-- Start Data shown --
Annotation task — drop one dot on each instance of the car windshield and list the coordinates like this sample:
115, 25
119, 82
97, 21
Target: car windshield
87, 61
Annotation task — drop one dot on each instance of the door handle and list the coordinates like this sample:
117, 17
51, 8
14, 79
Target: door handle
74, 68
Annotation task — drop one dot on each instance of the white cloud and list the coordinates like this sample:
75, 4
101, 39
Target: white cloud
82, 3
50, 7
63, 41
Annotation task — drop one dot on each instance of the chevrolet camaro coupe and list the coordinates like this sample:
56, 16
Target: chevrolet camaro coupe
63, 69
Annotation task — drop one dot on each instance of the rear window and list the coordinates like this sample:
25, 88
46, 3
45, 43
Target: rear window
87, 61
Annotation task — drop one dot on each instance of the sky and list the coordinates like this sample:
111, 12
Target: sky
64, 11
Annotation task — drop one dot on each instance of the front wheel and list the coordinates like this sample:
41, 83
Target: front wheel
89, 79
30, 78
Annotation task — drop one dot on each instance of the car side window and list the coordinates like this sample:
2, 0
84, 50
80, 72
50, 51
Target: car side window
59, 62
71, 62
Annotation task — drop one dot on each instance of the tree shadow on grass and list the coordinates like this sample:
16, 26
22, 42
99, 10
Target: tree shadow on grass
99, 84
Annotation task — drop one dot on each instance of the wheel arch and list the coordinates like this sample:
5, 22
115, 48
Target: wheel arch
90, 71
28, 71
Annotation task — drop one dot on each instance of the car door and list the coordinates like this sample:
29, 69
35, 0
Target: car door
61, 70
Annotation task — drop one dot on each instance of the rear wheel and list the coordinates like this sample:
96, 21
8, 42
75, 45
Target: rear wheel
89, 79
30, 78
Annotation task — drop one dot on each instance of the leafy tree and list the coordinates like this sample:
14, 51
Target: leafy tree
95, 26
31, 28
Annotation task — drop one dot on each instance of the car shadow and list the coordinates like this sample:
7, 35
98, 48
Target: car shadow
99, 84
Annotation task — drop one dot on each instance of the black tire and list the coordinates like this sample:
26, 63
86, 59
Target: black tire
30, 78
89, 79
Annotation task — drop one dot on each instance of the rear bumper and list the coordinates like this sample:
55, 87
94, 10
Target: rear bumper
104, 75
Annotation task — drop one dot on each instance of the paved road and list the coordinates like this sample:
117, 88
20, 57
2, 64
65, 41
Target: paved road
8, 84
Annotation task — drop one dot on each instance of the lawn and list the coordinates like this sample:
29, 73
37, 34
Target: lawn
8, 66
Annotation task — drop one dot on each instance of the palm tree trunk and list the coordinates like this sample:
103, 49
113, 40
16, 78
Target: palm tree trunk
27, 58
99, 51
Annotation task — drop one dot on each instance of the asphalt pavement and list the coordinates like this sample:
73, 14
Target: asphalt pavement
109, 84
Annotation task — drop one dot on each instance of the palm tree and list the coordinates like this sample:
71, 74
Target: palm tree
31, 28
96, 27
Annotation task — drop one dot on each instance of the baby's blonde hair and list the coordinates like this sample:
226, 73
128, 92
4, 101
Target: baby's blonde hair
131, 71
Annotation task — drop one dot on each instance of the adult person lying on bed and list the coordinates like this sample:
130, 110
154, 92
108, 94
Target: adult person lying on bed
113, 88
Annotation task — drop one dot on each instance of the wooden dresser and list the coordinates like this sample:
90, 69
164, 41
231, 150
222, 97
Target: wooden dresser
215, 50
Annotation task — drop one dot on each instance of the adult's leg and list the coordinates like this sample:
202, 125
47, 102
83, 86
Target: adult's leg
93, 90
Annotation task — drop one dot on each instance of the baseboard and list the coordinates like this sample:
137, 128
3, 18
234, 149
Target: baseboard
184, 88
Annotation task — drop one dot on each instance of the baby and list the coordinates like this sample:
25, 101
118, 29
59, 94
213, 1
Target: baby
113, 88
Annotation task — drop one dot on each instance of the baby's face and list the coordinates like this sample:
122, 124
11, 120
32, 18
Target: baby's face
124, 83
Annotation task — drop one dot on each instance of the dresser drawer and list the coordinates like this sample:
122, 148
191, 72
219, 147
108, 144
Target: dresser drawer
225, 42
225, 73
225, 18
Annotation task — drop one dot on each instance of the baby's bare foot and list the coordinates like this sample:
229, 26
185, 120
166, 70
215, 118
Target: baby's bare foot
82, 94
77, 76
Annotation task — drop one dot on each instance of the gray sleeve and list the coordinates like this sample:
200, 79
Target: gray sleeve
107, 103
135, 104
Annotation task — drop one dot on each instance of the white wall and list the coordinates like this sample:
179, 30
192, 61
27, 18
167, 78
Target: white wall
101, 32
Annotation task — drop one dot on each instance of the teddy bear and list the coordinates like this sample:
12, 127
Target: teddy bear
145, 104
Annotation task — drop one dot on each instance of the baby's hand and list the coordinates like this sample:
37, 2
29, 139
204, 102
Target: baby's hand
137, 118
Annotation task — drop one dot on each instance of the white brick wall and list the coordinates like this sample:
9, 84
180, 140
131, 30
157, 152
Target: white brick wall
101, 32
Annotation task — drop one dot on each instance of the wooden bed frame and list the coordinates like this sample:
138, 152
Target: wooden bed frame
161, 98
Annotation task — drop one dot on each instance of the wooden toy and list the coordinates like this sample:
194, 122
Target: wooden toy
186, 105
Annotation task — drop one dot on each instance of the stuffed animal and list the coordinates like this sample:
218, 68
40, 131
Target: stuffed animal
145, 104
-- End Data shown --
◆ **Exercise details**: Reproduce every item above verbatim, with no alterations of any kind.

◆ **Full output**:
Annotation task — drop one dot on each instance of the car windshield and list the coordinates like this sample:
115, 25
119, 82
97, 21
Target: car windshield
87, 61
Annotation task — drop one dot on each instance of the door handle and list the coordinates like this sample:
117, 17
51, 8
14, 79
Target: door handle
74, 68
Annotation task — drop one dot on each instance of the white cloud and list the coordinates like this sample:
75, 4
101, 39
Target: white cloud
82, 3
50, 7
63, 41
Annotation task — drop one dot on each instance of the chevrolet camaro coupe and list the coordinates like this sample:
56, 16
Target: chevrolet camaro coupe
63, 69
Annotation task — drop one dot on each instance of the rear window and list the coordinates like this sample:
25, 88
46, 3
45, 43
Target: rear window
87, 61
Annotation task — drop one dot on each instance of the sky and list the coordinates like this sample:
111, 12
Target: sky
64, 11
Annotation task — drop one dot on each instance of the front wheel and list the coordinates like this sample:
41, 83
Target: front wheel
89, 79
30, 78
Annotation task — drop one dot on each instance of the car side window and list the coordinates like this sample:
2, 0
84, 50
80, 72
50, 51
Target: car side window
59, 62
71, 62
Annotation task — drop one dot on each instance of the tree shadow on grass and list the coordinates like this sample:
16, 26
22, 42
99, 10
Target: tree shadow on grass
99, 84
Annotation task — drop one dot on each instance of the wheel arch and list the coordinates like this sample:
5, 22
115, 48
Target: wheel arch
90, 71
28, 71
Annotation task — drop one dot on each instance of the car door and list the coordinates like this sample:
29, 69
35, 0
Target: car door
61, 70
Annotation task — drop one dot on each instance of the rear wheel and list the coordinates like this sample:
96, 21
8, 42
75, 45
Target: rear wheel
89, 79
30, 78
Annotation task — drop one dot on each instance of the leafy tree and list the coordinates like this sample:
14, 51
Target: leafy tree
95, 26
31, 28
Annotation task — drop one dot on each instance of the car shadow and list the coordinates like this sample:
7, 35
98, 48
Target: car shadow
99, 84
Annotation task — drop one dot on each instance of the black tire and list the coordinates like this sample:
26, 63
86, 59
Target: black tire
30, 78
89, 79
Annotation task — drop one dot on each instance of the rear bumper and list the coordinates like this sample:
55, 87
94, 10
Target: rear bumper
104, 75
Annotation task — drop one dot on each instance of the paved road and list the coordinates like this sample:
117, 88
20, 57
2, 64
65, 41
Target: paved road
8, 84
Annotation task — drop one dot on each instance of the lawn and list the coordinates like this sample:
29, 73
37, 34
Target: lawn
8, 66
Annotation task — drop one dot on each instance of the palm tree trunk and list the coordinates like this sample:
103, 49
113, 40
16, 78
Target: palm tree trunk
27, 58
99, 51
Annotation task — drop one dot on each instance of the asphalt pavement and list the coordinates like this sample:
73, 14
Target: asphalt pavement
109, 84
Annotation task — drop one dot on each instance of the palm tree and list the coordinates like this sample:
71, 74
Target: palm tree
31, 28
96, 27
Annotation task — drop one dot on each instance of the baby's blonde hair and list the coordinates like this sample:
226, 73
128, 92
4, 101
Target: baby's blonde hair
131, 71
Annotation task — drop one dot on each instance of the adult person lying on bed and list the coordinates like this sample:
130, 110
154, 92
108, 94
Target: adult person lying on bed
113, 88
Annotation task — drop one dot on each instance of the wooden dresser and list the coordinates like this sample:
90, 69
164, 41
231, 150
222, 97
Target: wooden dresser
215, 50
Annotation task — drop one dot on each instance of the adult's leg and list the coordinates like this sample:
202, 125
47, 102
83, 86
Target: adult's leg
93, 90
Annotation task — drop one dot on each instance of the baseboard and list the coordinates like this sample:
137, 128
3, 18
234, 149
Target: baseboard
184, 88
Annotation task — drop one dot on each instance of the baby and list the coordinates like this sample:
25, 101
118, 29
59, 94
213, 1
Target: baby
113, 88
Annotation task — drop one dot on each instance of the baby's face and list the coordinates like this sample:
122, 124
11, 120
32, 18
Target: baby's face
124, 83
Annotation task — drop one dot on each instance of the dresser drawer and list the coordinates like this sample:
122, 148
191, 72
219, 147
108, 144
Target: dresser drawer
225, 42
225, 73
225, 18
Annotation task — drop one dot on each instance of the baby's bare foot and list the coordinates like this sample:
229, 26
185, 120
166, 70
215, 118
Target: baby's bare foot
82, 94
77, 76
Annotation task — drop one dot on each instance of the gray sleeve and list the coordinates like this sample:
200, 79
Target: gray sleeve
107, 103
135, 104
Annotation task — drop one dot on each instance of the white wall and list the coordinates like this sample:
179, 30
192, 61
27, 18
167, 78
Target: white wall
101, 32
Annotation task — drop one dot on each instance of the teddy bear and list the coordinates like this sample:
12, 127
Target: teddy bear
145, 104
Annotation task — drop one dot on each instance of the baby's hand and list the coordinates like this sample:
37, 2
29, 139
204, 102
Target: baby's hand
137, 118
Annotation task — drop one dot on each instance of the white brick wall and list the coordinates like this sample:
9, 84
180, 140
131, 30
157, 152
Target: white brick wall
101, 32
Annotation task — drop one dot on each instance of the wooden bed frame and list the coordinates like this sample:
138, 152
Target: wooden bed frame
161, 98
Annotation task — drop one dot on each instance of the wooden toy and list the coordinates like this sample:
194, 122
Target: wooden toy
186, 105
Annotation task — drop one dot on each instance of the stuffed animal and list the coordinates like this sample:
218, 68
40, 131
Target: stuffed animal
145, 104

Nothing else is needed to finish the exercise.